> **AVAILABLE DATA**
[Start of Attachment]

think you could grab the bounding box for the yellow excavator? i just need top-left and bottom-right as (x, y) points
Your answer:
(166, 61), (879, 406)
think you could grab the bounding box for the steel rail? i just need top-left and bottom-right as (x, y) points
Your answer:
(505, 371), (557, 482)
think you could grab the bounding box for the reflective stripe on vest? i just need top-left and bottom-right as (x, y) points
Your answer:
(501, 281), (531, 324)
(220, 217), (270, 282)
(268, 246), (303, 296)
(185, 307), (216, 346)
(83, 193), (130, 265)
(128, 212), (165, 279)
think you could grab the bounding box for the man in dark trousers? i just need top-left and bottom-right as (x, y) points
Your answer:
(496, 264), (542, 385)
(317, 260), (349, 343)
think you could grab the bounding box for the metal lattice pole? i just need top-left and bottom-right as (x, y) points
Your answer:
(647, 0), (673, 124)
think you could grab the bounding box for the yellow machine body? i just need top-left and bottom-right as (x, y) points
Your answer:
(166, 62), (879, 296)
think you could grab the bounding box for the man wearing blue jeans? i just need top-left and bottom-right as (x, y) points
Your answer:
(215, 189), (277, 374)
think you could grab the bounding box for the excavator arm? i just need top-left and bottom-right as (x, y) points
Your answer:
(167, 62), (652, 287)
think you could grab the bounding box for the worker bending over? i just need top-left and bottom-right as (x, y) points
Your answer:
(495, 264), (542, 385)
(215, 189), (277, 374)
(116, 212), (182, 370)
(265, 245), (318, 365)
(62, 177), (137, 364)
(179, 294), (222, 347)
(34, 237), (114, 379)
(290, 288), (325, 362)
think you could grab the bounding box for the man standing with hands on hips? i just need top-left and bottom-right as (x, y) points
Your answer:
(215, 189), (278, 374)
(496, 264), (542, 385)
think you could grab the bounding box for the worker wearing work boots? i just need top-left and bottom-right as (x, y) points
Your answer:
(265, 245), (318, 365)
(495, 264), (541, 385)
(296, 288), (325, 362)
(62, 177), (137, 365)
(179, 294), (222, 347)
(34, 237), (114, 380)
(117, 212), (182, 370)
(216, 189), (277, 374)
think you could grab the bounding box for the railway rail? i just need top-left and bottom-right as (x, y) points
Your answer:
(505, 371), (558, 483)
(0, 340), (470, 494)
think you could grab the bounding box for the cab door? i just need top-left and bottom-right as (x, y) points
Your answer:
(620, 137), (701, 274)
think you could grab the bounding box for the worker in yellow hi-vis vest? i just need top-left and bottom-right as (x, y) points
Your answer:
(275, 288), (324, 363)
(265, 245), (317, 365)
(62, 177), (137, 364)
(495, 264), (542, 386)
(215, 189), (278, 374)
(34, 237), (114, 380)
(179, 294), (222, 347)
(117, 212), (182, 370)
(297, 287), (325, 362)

[End of Attachment]

> **EXERCISE OBJECTIVE**
Counting only lines with the word "vest" in them, say how many there are in the entries above, with no other words.

> **WRITTEN RESPONSE**
2